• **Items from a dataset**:
----
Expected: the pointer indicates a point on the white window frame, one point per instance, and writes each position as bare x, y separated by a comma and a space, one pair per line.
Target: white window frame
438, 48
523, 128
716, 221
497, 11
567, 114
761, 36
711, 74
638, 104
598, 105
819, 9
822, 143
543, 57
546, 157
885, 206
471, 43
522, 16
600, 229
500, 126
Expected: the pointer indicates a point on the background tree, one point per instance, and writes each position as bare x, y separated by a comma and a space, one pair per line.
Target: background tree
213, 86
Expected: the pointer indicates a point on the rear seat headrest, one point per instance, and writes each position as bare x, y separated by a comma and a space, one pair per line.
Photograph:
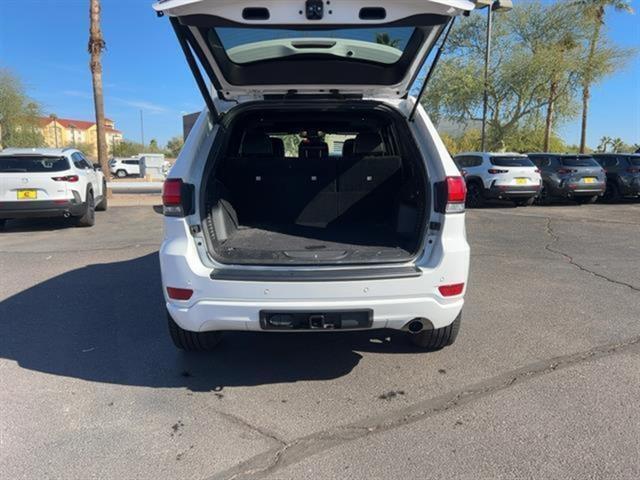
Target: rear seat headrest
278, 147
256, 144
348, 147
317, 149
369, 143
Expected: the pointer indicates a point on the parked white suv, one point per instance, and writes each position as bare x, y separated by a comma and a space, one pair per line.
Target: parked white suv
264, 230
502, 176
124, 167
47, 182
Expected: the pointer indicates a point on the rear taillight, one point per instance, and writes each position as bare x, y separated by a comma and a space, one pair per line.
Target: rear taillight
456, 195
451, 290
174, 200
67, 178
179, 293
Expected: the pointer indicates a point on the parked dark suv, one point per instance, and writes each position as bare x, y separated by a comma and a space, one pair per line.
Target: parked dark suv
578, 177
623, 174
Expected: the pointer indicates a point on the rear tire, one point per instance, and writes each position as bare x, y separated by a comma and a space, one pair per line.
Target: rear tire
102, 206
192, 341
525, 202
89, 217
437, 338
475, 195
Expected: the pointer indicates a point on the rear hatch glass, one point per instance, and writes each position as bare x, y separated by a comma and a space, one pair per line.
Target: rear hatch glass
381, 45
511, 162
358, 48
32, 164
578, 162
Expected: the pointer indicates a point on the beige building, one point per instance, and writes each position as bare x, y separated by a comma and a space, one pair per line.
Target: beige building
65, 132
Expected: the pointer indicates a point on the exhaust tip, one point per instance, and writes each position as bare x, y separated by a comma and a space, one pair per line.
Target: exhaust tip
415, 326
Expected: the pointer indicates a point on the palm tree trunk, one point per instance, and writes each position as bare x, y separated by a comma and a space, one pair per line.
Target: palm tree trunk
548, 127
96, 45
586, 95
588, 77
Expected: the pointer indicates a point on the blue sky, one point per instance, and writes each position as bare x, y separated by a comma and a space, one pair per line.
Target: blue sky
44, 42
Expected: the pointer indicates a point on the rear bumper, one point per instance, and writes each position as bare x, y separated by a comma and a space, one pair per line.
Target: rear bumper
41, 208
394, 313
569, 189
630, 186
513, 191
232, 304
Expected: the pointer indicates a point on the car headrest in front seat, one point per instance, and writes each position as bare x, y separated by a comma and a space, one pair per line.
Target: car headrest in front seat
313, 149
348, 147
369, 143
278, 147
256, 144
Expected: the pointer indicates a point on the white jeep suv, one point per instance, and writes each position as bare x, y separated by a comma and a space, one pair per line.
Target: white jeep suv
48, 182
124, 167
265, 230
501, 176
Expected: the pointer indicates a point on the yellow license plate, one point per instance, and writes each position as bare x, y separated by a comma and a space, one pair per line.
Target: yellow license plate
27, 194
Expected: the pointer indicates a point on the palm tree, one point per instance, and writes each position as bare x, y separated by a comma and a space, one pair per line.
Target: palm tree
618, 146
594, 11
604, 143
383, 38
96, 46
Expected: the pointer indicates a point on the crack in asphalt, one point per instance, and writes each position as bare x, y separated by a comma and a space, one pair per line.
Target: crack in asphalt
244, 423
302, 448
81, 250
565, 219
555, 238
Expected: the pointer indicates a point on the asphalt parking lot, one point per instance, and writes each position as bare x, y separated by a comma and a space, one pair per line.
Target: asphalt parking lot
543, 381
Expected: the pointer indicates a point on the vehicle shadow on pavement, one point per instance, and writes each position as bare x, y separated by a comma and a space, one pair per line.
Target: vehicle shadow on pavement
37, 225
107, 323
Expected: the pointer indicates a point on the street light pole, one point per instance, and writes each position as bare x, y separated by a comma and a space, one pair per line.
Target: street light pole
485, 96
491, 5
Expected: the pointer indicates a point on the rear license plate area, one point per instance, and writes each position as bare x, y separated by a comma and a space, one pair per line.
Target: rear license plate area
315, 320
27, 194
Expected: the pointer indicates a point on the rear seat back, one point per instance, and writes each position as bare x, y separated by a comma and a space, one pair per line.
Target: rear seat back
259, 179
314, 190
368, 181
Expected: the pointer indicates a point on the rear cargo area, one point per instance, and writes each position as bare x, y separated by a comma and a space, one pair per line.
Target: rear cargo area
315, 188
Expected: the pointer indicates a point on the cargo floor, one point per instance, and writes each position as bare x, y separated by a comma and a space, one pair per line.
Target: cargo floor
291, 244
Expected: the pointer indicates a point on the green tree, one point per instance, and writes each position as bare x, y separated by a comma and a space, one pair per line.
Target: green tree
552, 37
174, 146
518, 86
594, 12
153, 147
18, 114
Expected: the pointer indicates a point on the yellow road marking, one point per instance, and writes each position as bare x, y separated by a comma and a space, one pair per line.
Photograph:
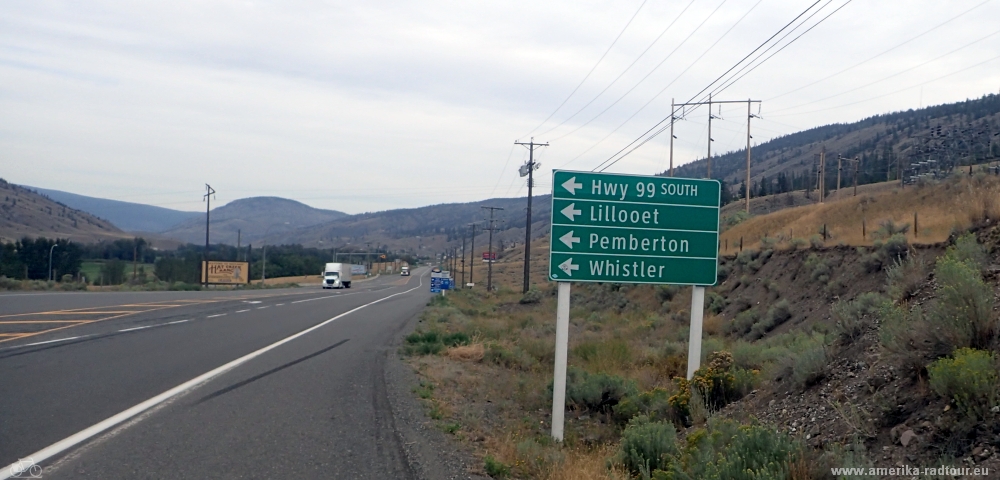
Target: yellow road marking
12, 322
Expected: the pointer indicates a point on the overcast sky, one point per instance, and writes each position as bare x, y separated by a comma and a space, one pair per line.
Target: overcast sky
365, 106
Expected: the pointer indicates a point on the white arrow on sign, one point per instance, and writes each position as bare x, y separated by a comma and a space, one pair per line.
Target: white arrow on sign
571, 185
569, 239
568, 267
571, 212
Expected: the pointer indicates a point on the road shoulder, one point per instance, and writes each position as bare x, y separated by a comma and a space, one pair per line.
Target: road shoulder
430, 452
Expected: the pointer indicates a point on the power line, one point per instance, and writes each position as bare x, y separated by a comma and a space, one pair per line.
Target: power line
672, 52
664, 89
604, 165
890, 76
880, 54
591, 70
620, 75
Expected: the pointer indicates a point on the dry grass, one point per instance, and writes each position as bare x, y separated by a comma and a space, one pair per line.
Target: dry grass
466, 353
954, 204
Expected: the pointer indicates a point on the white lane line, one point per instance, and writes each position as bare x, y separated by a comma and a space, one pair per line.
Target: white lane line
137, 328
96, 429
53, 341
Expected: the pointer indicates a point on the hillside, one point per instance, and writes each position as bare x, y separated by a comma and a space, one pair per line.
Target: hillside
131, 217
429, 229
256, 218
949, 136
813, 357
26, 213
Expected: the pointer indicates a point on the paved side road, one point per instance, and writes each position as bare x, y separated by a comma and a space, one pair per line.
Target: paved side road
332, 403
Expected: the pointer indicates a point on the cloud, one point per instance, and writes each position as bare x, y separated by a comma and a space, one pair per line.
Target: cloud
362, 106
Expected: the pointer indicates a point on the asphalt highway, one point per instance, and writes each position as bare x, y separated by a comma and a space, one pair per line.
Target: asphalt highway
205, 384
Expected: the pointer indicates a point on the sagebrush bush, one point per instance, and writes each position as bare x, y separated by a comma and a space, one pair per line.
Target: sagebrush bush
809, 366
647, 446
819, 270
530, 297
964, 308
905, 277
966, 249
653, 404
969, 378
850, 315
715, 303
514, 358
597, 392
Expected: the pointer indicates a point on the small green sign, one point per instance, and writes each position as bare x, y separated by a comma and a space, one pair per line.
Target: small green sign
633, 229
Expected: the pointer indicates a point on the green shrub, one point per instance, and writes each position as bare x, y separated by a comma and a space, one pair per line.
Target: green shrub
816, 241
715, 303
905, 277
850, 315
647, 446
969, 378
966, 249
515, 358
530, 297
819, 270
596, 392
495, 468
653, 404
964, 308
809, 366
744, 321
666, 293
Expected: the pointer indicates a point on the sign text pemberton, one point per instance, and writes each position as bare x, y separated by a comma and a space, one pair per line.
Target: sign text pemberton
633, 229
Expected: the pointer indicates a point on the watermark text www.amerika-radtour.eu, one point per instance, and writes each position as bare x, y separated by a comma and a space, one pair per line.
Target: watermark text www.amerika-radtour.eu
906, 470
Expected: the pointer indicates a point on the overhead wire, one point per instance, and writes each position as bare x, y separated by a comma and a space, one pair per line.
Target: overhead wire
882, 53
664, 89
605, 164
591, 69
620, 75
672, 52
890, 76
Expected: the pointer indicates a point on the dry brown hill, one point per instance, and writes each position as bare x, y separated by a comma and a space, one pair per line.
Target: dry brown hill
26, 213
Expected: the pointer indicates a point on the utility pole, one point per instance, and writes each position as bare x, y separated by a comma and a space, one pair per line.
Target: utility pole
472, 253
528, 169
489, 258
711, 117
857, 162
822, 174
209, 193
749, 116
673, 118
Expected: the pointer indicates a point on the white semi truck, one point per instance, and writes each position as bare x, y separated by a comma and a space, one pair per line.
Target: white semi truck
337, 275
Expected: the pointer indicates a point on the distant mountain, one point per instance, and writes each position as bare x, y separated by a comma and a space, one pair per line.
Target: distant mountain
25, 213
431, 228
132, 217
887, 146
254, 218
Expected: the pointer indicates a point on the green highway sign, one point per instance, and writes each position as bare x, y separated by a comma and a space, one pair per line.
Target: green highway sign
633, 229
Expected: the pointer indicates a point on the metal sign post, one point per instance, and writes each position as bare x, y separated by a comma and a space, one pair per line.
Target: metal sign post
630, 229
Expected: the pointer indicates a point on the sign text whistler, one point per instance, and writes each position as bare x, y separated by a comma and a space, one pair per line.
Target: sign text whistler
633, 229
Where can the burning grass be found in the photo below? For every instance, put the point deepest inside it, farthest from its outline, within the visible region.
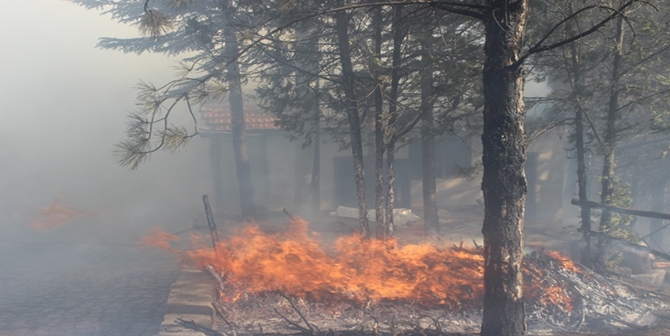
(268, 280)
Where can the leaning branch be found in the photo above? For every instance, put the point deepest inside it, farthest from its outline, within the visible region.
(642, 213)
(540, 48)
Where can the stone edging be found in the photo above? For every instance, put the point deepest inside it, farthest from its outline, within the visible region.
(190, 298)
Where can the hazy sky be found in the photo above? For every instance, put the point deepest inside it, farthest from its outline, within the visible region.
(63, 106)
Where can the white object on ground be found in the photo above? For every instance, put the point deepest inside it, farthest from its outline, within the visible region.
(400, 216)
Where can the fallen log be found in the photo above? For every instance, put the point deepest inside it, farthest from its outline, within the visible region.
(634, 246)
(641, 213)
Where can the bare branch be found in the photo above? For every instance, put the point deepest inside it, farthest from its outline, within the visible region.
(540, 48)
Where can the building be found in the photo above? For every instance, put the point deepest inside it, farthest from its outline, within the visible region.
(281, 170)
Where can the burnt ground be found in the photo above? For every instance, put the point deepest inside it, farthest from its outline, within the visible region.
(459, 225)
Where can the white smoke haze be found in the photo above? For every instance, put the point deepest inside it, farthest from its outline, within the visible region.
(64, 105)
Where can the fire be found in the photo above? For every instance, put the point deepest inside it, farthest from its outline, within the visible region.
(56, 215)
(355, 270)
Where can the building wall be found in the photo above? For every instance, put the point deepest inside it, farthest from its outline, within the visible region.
----
• **EXERCISE DETAILS**: Retype the entries above exactly, but only from the line containing "Target: white lane line" through the line containing "Expected: the pointer indicates a point on the paved", both included.

• **WRITTEN SOLUTION**:
Target: white lane line
137, 328
96, 429
53, 341
Expected: the pointer indicates a point on the hillside, one point per instance, and writes each position as bare x, y separated by a comma and a space, one pair per line.
Target: hillside
131, 217
429, 229
256, 218
949, 136
813, 357
26, 213
Expected: the pointer indicates a point on the paved side road, one point per instance, and writes each position as bare x, y separated by a comma and a space, one pair per line.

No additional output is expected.